Предоставленный отрывок

************

А тонкостей и нюансов было немало. Боевые возможности радиолокатора по определению траекторий элементов сложной баллистической цели (СБЦ) существенно зависели от качества алгоритмов обработки  измерений,  который  анализируют  полученный  в разных координатах «портрет» СБЦ и решают задачу сопровождения её элементов. Только потом, когда получены все необходимые параметры траекторий,  станция пытается ещё раз уточнить движение цели, отбрасывая недостоверные измерения.

Накануне нашего возвращения  в Москву появилось время проверить алгоритмы формирования параметров помеховой обстановки на станции. Не всё работало в соответствии  с протоколом обмена. Показал свои вопросы Соловьёву Владимиру Александровичу. Он внимательно  посмотрел и ответил, что со временем, конечно, всё исправят. Учтут все мои замечания. Утром следующего дня Владимир Александрович предложил мне проверить алгоритмы ещё раз. Боевая программа работала правильно. Все вчерашние ошибки были устранены.

Задача оценки в реальном масштабе времени текущих боевых возможностей СПРН (ТБВ СПРН) ставилась военными специалистами с первых лет существования системы. Однако первые механизмы решения этой задачи стали появляться только на третьем этапе развития СПРН (п.5). Тогда в комплексной боевой программе командного пункта были реализованы алгоритмы вычисления показателей гарантированной безопасности (ПГБ) и гарантированного времени. Эти показатели, с учётом складывающихся к текущему моменту времени условий работы СПРН, отвечали на вопросы, какой потенциал баллистических ракет иностранных государств контролировался системой и каким располагаемым временем обладали оповещаемые пункты управления. Оценки были достаточно приблизительными, поскольку в начале восьмидесятых  возможности СПРН по контролю ракетных ударов были ограниченными. В первую очередь, на северо-восточном ракетоопасном направлении.

************

Воспроизведите дословно фрагмент отрывка о работе СПРН, начиная со слов «Задача оценки в» и заканчивая словами «северо-восточном ракетоопасном направлении.» включительно.

Извлечённые записи
************

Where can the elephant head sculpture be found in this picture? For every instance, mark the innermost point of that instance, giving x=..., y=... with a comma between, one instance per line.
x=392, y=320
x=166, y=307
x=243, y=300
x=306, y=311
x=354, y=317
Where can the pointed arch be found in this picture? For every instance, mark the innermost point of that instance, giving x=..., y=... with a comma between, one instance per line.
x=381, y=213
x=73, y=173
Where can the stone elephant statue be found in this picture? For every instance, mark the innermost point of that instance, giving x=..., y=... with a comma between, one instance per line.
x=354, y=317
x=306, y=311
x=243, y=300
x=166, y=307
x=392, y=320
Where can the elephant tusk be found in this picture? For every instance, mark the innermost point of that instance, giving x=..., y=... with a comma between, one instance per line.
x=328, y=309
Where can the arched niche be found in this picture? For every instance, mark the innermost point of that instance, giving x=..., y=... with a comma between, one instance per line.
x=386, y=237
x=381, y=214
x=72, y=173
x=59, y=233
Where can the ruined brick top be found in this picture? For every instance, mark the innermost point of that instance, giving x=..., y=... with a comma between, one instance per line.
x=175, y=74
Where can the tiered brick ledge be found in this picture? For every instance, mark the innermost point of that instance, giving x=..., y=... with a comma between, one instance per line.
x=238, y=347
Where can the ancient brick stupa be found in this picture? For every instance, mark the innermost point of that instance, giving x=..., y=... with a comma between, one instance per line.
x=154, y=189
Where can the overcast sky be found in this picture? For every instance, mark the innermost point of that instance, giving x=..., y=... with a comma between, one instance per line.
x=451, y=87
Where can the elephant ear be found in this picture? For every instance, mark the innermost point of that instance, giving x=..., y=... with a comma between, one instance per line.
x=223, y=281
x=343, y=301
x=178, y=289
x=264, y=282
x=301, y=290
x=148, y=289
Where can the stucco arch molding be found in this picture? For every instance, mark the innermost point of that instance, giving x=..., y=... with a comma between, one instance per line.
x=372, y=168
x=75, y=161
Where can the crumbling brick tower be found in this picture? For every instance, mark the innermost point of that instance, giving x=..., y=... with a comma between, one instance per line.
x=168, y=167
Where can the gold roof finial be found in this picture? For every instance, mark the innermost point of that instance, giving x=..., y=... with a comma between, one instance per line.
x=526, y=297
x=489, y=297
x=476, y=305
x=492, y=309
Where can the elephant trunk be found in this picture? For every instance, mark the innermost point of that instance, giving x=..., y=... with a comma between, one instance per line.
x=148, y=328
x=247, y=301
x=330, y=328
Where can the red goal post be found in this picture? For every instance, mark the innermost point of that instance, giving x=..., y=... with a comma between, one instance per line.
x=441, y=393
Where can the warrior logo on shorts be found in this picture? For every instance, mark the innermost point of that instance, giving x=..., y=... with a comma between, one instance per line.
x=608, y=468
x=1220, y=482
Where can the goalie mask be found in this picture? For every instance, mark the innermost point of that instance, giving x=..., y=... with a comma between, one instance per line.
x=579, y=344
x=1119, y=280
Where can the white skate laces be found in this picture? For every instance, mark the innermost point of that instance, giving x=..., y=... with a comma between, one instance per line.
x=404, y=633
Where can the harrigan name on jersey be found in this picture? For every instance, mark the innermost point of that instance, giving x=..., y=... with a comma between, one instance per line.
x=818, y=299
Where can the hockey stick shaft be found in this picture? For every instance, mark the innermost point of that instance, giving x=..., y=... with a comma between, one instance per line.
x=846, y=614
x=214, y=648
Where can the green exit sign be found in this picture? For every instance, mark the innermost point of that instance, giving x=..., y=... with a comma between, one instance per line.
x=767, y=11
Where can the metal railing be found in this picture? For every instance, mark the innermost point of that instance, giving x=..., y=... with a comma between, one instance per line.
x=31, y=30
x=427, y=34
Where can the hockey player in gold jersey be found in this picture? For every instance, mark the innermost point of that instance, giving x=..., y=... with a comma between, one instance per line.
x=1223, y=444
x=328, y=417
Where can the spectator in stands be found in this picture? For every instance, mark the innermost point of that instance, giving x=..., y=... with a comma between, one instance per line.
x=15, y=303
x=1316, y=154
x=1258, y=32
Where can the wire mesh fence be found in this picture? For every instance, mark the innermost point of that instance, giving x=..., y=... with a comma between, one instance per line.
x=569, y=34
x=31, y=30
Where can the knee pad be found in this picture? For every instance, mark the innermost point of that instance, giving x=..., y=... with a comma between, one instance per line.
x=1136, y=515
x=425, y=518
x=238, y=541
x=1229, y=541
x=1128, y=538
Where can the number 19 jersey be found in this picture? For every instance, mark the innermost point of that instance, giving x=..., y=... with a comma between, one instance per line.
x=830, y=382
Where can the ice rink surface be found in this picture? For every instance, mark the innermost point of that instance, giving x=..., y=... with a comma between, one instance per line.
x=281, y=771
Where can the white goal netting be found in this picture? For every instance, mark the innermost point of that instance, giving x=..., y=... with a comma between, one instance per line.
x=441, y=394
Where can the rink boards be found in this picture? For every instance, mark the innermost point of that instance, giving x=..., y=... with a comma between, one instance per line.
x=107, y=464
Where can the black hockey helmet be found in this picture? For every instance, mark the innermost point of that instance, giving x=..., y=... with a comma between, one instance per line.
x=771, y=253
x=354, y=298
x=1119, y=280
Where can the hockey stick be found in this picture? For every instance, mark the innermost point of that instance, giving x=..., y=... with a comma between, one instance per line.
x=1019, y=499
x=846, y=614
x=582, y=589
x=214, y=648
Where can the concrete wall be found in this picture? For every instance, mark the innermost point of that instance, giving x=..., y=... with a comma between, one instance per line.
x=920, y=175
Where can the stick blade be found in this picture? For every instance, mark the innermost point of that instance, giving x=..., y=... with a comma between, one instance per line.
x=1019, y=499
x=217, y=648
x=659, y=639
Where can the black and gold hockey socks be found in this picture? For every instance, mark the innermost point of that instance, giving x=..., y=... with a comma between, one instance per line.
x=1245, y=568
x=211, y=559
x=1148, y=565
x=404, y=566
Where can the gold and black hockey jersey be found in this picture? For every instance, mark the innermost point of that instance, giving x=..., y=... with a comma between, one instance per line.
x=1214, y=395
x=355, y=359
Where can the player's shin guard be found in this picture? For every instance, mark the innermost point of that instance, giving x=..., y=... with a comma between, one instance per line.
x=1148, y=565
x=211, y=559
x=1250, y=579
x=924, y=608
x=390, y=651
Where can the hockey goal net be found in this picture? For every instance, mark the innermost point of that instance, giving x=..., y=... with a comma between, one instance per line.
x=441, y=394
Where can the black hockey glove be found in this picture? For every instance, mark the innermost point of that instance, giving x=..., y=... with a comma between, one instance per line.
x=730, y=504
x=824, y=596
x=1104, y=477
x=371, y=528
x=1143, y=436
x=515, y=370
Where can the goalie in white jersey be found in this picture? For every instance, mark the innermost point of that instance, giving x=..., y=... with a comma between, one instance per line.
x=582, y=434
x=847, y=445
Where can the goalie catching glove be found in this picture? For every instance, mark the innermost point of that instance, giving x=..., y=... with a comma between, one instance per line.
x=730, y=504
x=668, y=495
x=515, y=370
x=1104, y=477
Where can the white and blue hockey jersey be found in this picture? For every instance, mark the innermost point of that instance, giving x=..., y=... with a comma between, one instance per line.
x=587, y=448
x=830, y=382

************

Ответ на задание
Задача оценки в реальном масштабе времени текущих боевых возможностей СПРН (ТБВ СПРН) ставилась военными специалистами с первых лет существования системы. Однако первые механизмы решения этой задачи стали появляться только на третьем этапе развития СПРН (п.5). Тогда в комплексной боевой программе командного пункта были реализованы алгоритмы вычисления показателей гарантированной безопасности (ПГБ) и гарантированного времени. Эти показатели, с учётом складывающихся к текущему моменту времени условий работы СПРН, отвечали на вопросы, какой потенциал баллистических ракет иностранных государств контролировался системой и каким располагаемым временем обладали оповещаемые пункты управления. Оценки были достаточно приблизительными, поскольку в начале восьмидесятых  возможности СПРН по контролю ракетных ударов были ограниченными. В первую очередь, на северо-восточном ракетоопасном направлении.